>> Begin DATA PROVIDED

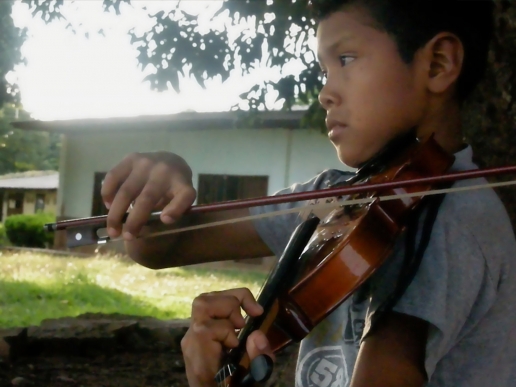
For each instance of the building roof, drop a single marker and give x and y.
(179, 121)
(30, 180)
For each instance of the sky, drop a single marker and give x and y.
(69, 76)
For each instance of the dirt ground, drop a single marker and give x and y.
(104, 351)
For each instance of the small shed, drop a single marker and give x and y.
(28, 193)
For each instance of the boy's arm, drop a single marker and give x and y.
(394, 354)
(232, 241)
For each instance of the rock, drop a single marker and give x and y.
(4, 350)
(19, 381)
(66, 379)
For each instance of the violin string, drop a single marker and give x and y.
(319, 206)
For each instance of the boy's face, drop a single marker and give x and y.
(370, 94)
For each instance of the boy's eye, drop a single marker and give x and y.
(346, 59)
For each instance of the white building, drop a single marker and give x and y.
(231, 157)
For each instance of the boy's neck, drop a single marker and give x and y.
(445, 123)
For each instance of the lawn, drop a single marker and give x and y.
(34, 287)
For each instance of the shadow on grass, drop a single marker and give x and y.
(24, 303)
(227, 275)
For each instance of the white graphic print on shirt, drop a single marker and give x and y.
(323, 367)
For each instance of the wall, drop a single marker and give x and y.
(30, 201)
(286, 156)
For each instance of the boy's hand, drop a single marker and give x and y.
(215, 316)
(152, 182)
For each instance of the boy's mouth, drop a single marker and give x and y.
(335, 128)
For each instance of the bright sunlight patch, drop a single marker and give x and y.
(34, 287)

>> End DATA PROVIDED

* **WHAT IS EXPECTED**: Copy every entry above word for word, leaving out the pictures.

* **EXERCISE SOLUTION**:
For each instance of the building roof, drop a single marker and give x and y.
(179, 121)
(30, 180)
For each instance of the sky, drop a single marker and give x and y.
(69, 76)
For each instance of the dirt ground, drop a single marker and give x and y.
(104, 351)
For each instance of the small shed, drop a single marker and give x and y.
(28, 193)
For each instance of the boy's arm, drop a single marker and give x and y.
(394, 354)
(232, 241)
For each instance of the rock, drop a single marker and give x and y.
(4, 350)
(19, 381)
(66, 379)
For each instance of the violin string, drop a single marker and give x and y.
(319, 206)
For each instance of the boy's face, drop a single marker and give x and y.
(370, 94)
For each instance of the boy's eye, drop a single marker and give x and y.
(346, 59)
For each instance of the white building, drop a single marker and give x and y.
(231, 157)
For each instance of the boy's neck, drop a single marker and give x and y.
(445, 123)
For each instance of the lawn, drop a single marker and give x and y.
(34, 287)
For each instance of the shadow on grass, drop a single marker and give x and y.
(24, 303)
(227, 275)
For each instance of the white graphic print on shirt, drop a single marker and give x and y.
(323, 367)
For each instance of the wall, drop a single marker and give x and y.
(30, 201)
(286, 156)
For each instance of the boy's hand, drop a single marker and give x and y.
(215, 316)
(152, 182)
For each instance of the boy's mouth, drop a single marker and give x and y.
(335, 128)
For each instance of the bright sunlight patch, drop a single marker and give x and y.
(34, 287)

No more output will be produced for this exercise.